> **Passage shown**:
::::::::::
Climate-change-denying congressman shuns Pope Francis

Pope Francis is not popular with the fossil fuels industry

David Horsey / Los Angeles Times

Congressman Paul Gosar traveled to Nevada to visit Cliven Bundy when the renegade rancher was fighting the Bureau of Land Management over the grazing fees he has refused to pay for years and years. Apparently, the Arizona Republican has no problem going out of his way to see Bundy, a man who shirks his debts, thinks the federal government is a fiction and says black people were better off living as slaves, but Gosar refused to walk over to the chamber of the U.S. House of Representatives on Thursday morning to hear a historic speech delivered by Pope Francis.

In a Time magazine essay, Gosar said “media reports” led him to believe that Francis would lecture the special joint meeting of Congress about the perils of climate change, a concern that Gosar thinks is bogus. It’s a good guess that the “media” voices Gosar listens to are the howling pundits on Fox News and right-wing talk radio. No one in the credible news media was claiming to know what would be in the pope’s script.
::::::::::
> **Challenge**: Transcribe the passage about Congressman Gosar and Pope Francis word for word, from "In a Time magazine" to "the pope’s script.".

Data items
::::::::::
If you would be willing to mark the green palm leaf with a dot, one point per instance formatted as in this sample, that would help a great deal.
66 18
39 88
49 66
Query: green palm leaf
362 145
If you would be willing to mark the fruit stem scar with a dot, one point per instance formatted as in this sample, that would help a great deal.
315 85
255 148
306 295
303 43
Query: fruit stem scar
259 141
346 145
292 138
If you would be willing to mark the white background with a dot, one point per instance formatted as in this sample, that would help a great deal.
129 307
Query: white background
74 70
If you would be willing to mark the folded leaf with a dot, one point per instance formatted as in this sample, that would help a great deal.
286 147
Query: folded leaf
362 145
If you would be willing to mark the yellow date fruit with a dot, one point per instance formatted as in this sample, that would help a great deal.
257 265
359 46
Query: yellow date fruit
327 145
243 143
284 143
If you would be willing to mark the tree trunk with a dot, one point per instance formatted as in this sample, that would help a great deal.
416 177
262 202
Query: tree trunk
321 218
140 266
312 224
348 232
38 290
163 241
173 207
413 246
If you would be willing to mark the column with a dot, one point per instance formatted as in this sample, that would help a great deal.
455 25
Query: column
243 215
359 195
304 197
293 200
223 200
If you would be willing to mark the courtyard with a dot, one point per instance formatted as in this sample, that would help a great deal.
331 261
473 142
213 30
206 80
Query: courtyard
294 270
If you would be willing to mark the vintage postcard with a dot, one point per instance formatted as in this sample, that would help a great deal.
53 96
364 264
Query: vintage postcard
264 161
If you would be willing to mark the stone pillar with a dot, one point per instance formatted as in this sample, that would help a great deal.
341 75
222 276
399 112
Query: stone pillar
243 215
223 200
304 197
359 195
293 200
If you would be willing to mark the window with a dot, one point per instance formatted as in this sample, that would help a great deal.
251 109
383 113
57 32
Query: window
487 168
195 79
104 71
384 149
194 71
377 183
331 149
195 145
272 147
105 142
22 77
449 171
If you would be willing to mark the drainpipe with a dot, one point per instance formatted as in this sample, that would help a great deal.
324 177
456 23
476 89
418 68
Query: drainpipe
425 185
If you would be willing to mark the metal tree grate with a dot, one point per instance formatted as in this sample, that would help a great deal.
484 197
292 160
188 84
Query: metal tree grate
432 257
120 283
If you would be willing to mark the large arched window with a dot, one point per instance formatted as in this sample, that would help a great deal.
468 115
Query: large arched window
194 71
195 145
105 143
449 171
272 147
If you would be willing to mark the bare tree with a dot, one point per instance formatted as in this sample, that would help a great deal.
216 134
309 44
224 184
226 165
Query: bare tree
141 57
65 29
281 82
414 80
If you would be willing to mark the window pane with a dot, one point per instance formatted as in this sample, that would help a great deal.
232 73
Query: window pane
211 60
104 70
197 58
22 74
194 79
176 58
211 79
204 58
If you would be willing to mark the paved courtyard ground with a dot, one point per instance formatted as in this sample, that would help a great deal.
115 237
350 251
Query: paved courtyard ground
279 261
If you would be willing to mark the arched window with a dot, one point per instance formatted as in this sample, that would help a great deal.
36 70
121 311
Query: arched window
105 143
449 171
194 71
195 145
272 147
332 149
::::::::::
> **Exercise response**:
In a Time magazine essay, Gosar said “media reports” led him to believe that Francis would lecture the special joint meeting of Congress about the perils of climate change, a concern that Gosar thinks is bogus. It’s a good guess that the “media” voices Gosar listens to are the howling pundits on Fox News and right-wing talk radio. No one in the credible news media was claiming to know what would be in the pope’s script.